課題 1 –
提示テキストをもとに、次の問いに答えてください。
(a) タイトルの元になった映画の元々の題名は何か。
(b) 手旗信号を訳すとどんな文字になるか。
(c) はっぴ姿が印象的な有名な映像は何年のものか。
課題 2 – 提示テキストを、「まさか本放送でまるまる一曲5分のPVを流すとは思わなかった!」を含む箇所から始め、「KPUN」。意味はないです。」の後で止めて、一字一句そのまま繰り返してください。
── 提示テキスト
まさか本放送でまるまる一曲5分のPVを流すとは思わなかった!
しかもとにかく音楽パロディてんこ盛り。なにこの俺ホイホイ。超釣られましたとも!
 

歌詞も要チェック。パンティ、ストッキングそれぞれの思いと自由への思いを描いています。
恐らくあらゆるサイトでもうすでにネタ解析されていると思いますが、自分も気づいた部分解説していこうと思います。
youtubeはりまくりで重いので、収納ー
 
 

まずはタイトル、これはビートルズの「HELP!」の映画の邦題より。元々の題名は「HELP! 4人はアイドル」。

言わずと知れた名曲。
パンティ達のシルエットもビートルズと全く同じ物。ガーターの形がL字に見えるので「HELP」という語を表しているのかと思いきや、実はこのジャケット、裏焼きなので逆さま(コートが左前になっている)。手旗信号を訳すと「KPUN」。意味はないです。
ビートルズがスーパーアイドルになって、強烈に忙しかった時期。映画はコメディタッチのノリで、「ハードデイズナイト」についで二作目。
 

これは1966年、ビートルズ来日のシーンの有名な映像。はっぴ姿が印象的。

今もスーパーアイドルは山ほどいますが、ここまで強烈に世界を揺るがすことはなかなかないでしょうねえ。有名人が減ったからではなくて、分散したから。
それにしてもこの映像、1966年の空気を見るにはもってこいの映像ですね。日本にこんな時代があったんだなあ。
 

アメリカのスーパーヒーロー、エルヴィス・プレスリー。

こちらは「監獄ロック」。まさに「ロックンロール」という名が定着した頃のスーパーヒーローでした。リズムアンドブルース、ジャズ、カントリーを網羅してロックを形作り、広めた偉大なスターです。
────
── 抽出データ
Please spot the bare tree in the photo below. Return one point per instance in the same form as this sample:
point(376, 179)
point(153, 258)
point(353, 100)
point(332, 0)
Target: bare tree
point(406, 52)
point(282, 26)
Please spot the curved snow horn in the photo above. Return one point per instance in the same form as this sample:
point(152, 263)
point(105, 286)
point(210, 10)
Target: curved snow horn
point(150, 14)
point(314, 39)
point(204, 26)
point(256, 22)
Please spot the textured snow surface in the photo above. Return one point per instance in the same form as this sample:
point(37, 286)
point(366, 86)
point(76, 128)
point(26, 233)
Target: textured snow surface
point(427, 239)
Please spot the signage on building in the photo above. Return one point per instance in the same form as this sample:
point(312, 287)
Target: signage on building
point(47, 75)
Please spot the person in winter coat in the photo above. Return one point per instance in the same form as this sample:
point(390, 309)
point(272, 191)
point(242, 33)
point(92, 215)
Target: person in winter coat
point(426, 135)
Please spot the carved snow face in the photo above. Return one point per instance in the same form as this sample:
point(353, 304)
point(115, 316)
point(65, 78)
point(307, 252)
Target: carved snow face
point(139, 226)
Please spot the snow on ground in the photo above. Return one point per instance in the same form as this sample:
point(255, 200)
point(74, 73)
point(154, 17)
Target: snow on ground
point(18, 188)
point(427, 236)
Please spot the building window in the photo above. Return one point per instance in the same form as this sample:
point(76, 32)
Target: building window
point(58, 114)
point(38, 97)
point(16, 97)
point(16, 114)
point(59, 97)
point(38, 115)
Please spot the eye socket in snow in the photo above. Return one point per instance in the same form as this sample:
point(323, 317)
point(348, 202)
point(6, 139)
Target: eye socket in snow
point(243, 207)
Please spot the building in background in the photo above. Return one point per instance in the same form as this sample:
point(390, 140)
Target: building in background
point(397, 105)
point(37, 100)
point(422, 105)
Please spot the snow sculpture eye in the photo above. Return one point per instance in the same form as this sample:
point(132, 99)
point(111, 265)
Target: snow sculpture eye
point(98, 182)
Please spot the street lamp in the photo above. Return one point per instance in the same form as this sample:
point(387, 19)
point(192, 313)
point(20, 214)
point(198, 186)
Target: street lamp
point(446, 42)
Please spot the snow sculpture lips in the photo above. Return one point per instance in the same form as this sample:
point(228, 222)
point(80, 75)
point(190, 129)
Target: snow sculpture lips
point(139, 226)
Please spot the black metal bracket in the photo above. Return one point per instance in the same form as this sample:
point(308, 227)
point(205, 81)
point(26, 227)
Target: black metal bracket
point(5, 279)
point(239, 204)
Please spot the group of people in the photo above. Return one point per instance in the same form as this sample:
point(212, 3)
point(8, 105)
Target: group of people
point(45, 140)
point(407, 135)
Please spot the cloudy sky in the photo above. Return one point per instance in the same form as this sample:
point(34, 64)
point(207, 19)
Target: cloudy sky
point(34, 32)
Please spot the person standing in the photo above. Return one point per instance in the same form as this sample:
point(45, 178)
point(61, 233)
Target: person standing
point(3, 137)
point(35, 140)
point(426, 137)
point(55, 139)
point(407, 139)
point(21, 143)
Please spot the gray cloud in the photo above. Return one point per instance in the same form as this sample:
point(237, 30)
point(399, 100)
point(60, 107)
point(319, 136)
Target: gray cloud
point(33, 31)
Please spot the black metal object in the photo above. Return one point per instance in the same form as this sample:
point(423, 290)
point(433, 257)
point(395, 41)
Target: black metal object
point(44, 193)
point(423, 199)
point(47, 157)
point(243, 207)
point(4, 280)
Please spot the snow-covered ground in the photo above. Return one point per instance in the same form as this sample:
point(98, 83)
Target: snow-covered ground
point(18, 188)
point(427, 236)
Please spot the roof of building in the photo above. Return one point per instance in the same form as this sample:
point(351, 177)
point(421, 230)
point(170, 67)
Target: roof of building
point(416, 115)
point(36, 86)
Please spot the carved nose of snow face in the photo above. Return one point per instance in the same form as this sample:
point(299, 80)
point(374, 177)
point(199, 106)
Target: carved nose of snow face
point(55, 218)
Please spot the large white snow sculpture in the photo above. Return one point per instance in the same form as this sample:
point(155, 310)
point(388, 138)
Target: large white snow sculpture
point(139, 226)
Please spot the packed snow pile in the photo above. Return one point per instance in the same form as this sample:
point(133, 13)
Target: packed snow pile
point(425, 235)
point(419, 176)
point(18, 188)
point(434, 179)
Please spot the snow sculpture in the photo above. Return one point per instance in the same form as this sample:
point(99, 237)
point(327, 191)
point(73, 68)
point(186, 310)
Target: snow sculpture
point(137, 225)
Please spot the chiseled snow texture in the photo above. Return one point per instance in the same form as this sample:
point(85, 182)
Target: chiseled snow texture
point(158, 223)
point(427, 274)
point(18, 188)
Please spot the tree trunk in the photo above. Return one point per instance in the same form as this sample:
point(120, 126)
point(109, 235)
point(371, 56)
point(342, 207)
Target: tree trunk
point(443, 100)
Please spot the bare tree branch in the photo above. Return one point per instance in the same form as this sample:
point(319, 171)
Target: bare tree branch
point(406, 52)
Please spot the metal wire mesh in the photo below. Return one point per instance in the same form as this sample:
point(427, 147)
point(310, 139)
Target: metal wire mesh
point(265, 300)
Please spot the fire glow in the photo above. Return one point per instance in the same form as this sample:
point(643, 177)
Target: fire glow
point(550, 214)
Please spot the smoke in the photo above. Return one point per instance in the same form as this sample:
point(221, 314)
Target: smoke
────
解答例 1 –
(a) 「HELP! 4人はアイドル」
(b) 「KPUN」
(c) 1966年

解答例 2 –
まさか本放送でまるまる一曲5分のPVを流すとは思わなかった!
しかもとにかく音楽パロディてんこ盛り。なにこの俺ホイホイ。超釣られましたとも!
 

歌詞も要チェック。パンティ、ストッキングそれぞれの思いと自由への思いを描いています。
恐らくあらゆるサイトでもうすでにネタ解析されていると思いますが、自分も気づいた部分解説していこうと思います。
youtubeはりまくりで重いので、収納ー
 
 

まずはタイトル、これはビートルズの「HELP!」の映画の邦題より。元々の題名は「HELP! 4人はアイドル」。

言わずと知れた名曲。
パンティ達のシルエットもビートルズと全く同じ物。ガーターの形がL字に見えるので「HELP」という語を表しているのかと思いきや、実はこのジャケット、裏焼きなので逆さま(コートが左前になっている)。手旗信号を訳すと「KPUN」。意味はないです。